*** Opening of DATA EXTRACT ***

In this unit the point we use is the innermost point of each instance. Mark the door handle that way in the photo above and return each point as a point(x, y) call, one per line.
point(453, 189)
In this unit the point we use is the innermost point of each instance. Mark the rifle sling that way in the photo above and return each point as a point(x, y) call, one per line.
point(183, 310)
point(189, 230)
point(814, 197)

*** Close of DATA EXTRACT ***

In the answer, please give only the lines from the line containing "Mark the rifle" through the final line of the data, copied exactly.

In this unit the point we use is the innermost point of each instance. Mark the rifle sling that way in the photo above and return each point as a point(x, y) call, one per line.
point(183, 310)
point(189, 230)
point(814, 197)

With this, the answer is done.